Entries taken from a collection
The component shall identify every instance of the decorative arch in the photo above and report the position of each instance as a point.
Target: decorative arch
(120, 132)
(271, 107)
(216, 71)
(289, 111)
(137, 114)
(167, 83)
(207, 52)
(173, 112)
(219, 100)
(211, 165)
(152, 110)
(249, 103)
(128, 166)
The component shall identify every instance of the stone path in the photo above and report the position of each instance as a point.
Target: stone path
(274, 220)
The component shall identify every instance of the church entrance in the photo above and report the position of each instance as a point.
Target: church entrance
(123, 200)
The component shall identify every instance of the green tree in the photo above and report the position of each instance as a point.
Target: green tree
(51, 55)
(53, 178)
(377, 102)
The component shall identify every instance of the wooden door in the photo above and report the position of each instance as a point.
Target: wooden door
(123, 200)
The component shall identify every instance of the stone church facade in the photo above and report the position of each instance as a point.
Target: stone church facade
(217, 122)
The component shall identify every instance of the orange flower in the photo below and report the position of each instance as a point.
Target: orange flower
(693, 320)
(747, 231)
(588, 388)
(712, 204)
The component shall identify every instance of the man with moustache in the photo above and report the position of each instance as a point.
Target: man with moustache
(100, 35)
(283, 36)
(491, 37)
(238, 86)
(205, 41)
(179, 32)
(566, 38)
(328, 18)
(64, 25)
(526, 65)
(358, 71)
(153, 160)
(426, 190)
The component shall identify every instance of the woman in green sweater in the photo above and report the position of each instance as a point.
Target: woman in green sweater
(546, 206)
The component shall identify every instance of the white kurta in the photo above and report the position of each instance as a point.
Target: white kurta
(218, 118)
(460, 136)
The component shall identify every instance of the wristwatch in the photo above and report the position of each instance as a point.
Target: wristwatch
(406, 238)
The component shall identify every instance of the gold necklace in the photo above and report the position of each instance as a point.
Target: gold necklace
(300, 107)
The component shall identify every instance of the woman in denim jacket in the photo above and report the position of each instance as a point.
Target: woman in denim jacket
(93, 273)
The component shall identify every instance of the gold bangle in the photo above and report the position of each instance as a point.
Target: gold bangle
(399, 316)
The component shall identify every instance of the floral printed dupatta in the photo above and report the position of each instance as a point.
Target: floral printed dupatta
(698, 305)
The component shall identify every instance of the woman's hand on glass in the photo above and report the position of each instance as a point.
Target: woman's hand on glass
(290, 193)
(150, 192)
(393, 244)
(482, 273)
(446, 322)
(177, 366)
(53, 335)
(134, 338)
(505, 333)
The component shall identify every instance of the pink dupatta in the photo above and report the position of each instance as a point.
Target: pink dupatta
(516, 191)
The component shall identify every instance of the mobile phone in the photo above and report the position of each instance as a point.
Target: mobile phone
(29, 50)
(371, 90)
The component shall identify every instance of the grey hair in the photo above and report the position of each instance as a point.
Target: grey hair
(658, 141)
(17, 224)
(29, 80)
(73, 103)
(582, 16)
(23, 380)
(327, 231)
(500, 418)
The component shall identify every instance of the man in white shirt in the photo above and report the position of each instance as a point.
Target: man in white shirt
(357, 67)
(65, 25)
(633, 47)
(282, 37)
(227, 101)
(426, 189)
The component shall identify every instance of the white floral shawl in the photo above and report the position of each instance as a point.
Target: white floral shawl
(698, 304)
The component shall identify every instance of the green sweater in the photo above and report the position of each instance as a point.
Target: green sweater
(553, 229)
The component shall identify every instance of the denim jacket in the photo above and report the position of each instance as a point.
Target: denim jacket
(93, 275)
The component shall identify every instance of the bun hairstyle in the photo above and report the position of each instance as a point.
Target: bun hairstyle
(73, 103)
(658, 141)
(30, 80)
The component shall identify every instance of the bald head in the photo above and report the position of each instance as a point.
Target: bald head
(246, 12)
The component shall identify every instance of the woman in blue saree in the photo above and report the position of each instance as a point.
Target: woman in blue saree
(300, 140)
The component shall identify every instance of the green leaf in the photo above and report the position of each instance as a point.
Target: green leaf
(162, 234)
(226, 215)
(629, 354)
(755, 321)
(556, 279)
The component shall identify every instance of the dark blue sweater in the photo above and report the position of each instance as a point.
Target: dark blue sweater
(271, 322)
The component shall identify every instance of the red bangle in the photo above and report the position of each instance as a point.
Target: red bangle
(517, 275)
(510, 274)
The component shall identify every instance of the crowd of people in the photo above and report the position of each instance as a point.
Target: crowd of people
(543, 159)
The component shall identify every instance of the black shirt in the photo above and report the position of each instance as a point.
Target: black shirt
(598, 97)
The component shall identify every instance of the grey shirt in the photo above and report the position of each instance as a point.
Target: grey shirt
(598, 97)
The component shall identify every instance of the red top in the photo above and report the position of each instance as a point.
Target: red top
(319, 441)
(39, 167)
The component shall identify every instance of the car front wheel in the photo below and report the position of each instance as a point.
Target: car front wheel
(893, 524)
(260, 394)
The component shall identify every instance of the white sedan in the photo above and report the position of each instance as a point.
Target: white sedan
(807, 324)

# [Brief]
Edit the material above by replacing every occurrence of "component" with "system". Leave everything else unchanged.

# [Worked answer]
The system shall identify every instance of the decorative arch in the photo above and report the position of each instance as a point.
Target: decorative arch
(120, 132)
(271, 107)
(216, 71)
(289, 111)
(137, 114)
(167, 83)
(207, 52)
(173, 112)
(219, 100)
(211, 165)
(152, 110)
(249, 103)
(128, 166)
The system shall identify every instance of the stone path in the photo above and report the position of each instance as a point.
Target: stone path
(274, 220)
The system shall identify every instance of the church entrance in the photo above and report the position of each instance as a point.
Target: church entrance
(123, 200)
The system shall identify every instance of the green tree in the photo above and report the position of each instance as a point.
Target: green tree
(51, 55)
(53, 178)
(377, 102)
The system shall identify every instance of the wooden door in the photo above and report the position of each instance as a point.
Target: wooden door
(123, 200)
The system shall identify every instance of the stone church facade in the photo above and report the position of each instance as a point.
Target: stone church facade
(217, 122)
The system shall identify every instance of the orange flower in the photo below and report the position of each instance as a point.
Target: orange flower
(693, 320)
(747, 231)
(588, 388)
(712, 204)
The system shall identify every instance of the man with moustache in the photo above and report the position of each instance as a point.
Target: man with moustache
(100, 35)
(283, 36)
(491, 37)
(238, 86)
(205, 41)
(179, 32)
(566, 38)
(328, 18)
(64, 25)
(526, 65)
(358, 71)
(153, 160)
(426, 190)
The system shall identify every instance of the woman in green sweater in the photo above and report the position of each instance as a point.
Target: woman in green sweater
(546, 206)
The system shall identify every instance of the white kurta in the photo above and report the position of each instance as a point.
Target: white kurta
(218, 118)
(460, 136)
The system shall identify every instance of the wristwatch in the photo above and report the position of each instance as a point.
Target: wristwatch
(406, 238)
The system shall identify every instance of the gold necklace in the photo above and report the position of each instance as a point.
Target: gold necklace
(300, 107)
The system shall identify every instance of the woman in denim jacket in the photo above and report the position of each instance as a point.
Target: woman in denim jacket
(93, 273)
The system shall identify every instance of the gold bangle in the photo above and report the position of each instance as a point.
Target: gold bangle
(399, 316)
The system shall identify every instance of the floral printed dupatta in the photo above and report the position of each instance as a point.
Target: floral printed dupatta
(698, 305)
The system shall identify every instance of the woman's hand on glass in the photo above and report the position of each instance as a point.
Target: woman's hand on glass
(290, 193)
(150, 192)
(393, 244)
(482, 273)
(446, 322)
(177, 366)
(53, 335)
(134, 338)
(505, 333)
The system shall identify every instance of the pink dupatta in the photo above and report the position of each instance as a point.
Target: pink dupatta
(516, 191)
The system shall identify every instance of the mobile phone in the photo above and report the position of each instance as a point.
Target: mobile phone
(29, 50)
(371, 90)
The system shall identify every instance of the grey hair in the photo above and report the position of each instance as a point.
Target: grey hair
(658, 141)
(17, 224)
(29, 80)
(73, 103)
(582, 16)
(23, 380)
(327, 231)
(500, 418)
The system shall identify every instance of the man in white shirt in the photo above and report the position of each instance as a point.
Target: man in white shirt
(357, 67)
(65, 25)
(633, 47)
(282, 37)
(227, 101)
(426, 189)
The system shall identify every instance of the white floral shawl in the photo above and report the position of each instance as a point.
Target: white floral shawl
(698, 304)
The system shall identify every instance of the green sweater in the photo above and report the position of each instance as a point.
Target: green sweater
(553, 229)
The system shall identify every instance of the denim jacket in the photo above and report the position of each instance as a point.
Target: denim jacket
(93, 275)
The system shall identify every instance of the bun hairstyle in the photo above and report the position of each instance as a point.
Target: bun hairstyle
(73, 103)
(658, 141)
(30, 80)
The system shall identify every instance of the bald head in the photo above and report the position of each instance as a point.
Target: bald head
(246, 12)
The system shall identify every instance of the woman in blue saree in the photo above and report the position of each instance as a point.
Target: woman in blue saree
(300, 140)
The system shall identify every instance of the green leaf in the photo above and report the position of each instance as a point.
Target: green leaf
(162, 234)
(226, 215)
(629, 354)
(755, 321)
(556, 279)
The system shall identify every instance of the dark blue sweater in the photo above and report the position of each instance as a point.
Target: dark blue sweater
(271, 322)
The system shall identify every instance of the red bangle in the photo above and report the position of each instance as a point.
Target: red bangle
(517, 275)
(510, 274)
The system shall identify every instance of the crowd of people in the photo above and report the position of each instance as a point.
Target: crowd of people
(543, 159)
The system shall identify every instance of the black shirt in the photo above and report the position of each instance as a point.
Target: black shirt
(598, 97)
The system shall identify every instance of the grey shirt in the photo above and report the position of each instance as a point.
Target: grey shirt
(598, 97)
The system shall identify every instance of the red top in the photo above and report the position of each instance as a point.
Target: red top
(319, 441)
(39, 167)
The system shall identify every instance of the car front wheel in the photo below and report the position of each instance as a point.
Target: car front wheel
(893, 524)
(260, 394)
The system shall identify every instance of the white sedan in the photo above and report the position of each instance as a point.
Target: white sedan
(807, 324)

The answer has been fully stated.